Objective: Gather every line in the material below that contains the word "white", copying each one in full.

Begin Material for the task

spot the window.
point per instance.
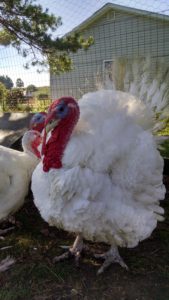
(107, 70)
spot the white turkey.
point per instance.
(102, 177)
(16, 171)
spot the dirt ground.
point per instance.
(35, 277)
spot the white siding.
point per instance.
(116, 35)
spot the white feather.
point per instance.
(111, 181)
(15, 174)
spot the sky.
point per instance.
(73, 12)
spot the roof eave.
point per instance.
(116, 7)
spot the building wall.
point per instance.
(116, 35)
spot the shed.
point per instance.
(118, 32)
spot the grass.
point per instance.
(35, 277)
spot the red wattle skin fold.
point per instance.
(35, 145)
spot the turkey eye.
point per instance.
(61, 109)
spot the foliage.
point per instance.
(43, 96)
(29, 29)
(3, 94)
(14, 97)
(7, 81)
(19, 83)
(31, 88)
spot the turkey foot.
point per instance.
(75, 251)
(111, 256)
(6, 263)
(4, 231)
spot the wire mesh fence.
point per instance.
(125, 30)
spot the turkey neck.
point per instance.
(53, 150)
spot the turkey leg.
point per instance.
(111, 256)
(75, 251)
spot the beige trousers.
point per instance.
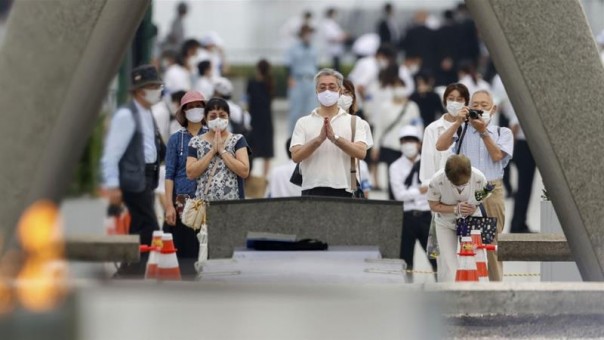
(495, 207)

End Material for the task
Begin Material for the task

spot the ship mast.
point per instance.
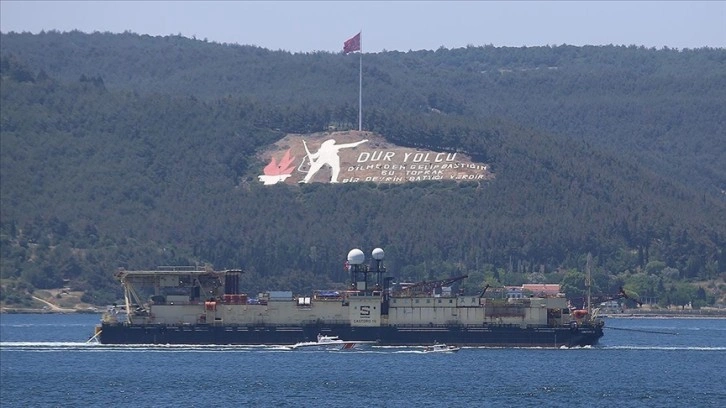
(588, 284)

End Material for the task

Full solution:
spot the white turkey.
spot the white siding.
spot the white feather.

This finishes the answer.